Transcribe the lines of the records starting with the one that has "Can you find the roof" in it and ending with the last, and transcribe nothing else.

Excerpts from point annotation data:
- - -

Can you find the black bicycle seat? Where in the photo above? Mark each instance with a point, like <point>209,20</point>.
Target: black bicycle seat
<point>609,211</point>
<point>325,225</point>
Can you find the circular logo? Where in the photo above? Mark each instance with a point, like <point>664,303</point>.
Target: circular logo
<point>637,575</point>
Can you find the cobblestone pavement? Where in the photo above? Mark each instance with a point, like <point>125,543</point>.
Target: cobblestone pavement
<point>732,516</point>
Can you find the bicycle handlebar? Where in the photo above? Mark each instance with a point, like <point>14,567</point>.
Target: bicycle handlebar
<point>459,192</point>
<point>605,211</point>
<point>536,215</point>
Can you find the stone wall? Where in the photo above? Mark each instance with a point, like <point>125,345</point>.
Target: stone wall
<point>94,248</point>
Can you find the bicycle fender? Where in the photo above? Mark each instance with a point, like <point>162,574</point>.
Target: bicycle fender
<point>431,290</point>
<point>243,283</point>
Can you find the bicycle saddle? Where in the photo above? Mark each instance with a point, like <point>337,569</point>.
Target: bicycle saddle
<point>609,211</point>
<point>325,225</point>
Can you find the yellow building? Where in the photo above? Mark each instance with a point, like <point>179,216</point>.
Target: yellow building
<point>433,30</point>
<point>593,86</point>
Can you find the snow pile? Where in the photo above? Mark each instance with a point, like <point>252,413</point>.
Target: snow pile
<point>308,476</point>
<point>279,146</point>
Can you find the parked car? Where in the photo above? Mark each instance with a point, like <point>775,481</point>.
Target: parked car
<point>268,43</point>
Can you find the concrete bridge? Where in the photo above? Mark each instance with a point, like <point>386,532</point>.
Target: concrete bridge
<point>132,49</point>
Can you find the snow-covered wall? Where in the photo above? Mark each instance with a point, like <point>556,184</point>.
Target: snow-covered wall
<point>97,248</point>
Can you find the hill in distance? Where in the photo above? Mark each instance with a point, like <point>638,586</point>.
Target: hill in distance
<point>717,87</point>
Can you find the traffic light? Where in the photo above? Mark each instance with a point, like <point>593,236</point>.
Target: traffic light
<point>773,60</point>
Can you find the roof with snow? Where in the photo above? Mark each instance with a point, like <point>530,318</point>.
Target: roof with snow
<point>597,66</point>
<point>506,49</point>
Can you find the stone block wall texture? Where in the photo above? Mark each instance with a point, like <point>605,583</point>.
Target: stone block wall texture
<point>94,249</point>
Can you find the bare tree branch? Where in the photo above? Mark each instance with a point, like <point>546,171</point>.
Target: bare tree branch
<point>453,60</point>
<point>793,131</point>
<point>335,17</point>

- - -

*ANSWER TO THE PROBLEM*:
Can you find the roof with snow? Where in the photo above? Mark each instance with a point, like <point>530,318</point>.
Target: roof with snow
<point>597,66</point>
<point>506,49</point>
Can you find the stone block wall texture? Where in the photo above? Mark each instance with a point, like <point>605,583</point>.
Target: stone block wall texture
<point>94,249</point>
Can you find the bare tree branch? Where in the photo above? Mark each instance with a point, like <point>546,171</point>.
Target: bare tree branch
<point>453,60</point>
<point>793,131</point>
<point>335,17</point>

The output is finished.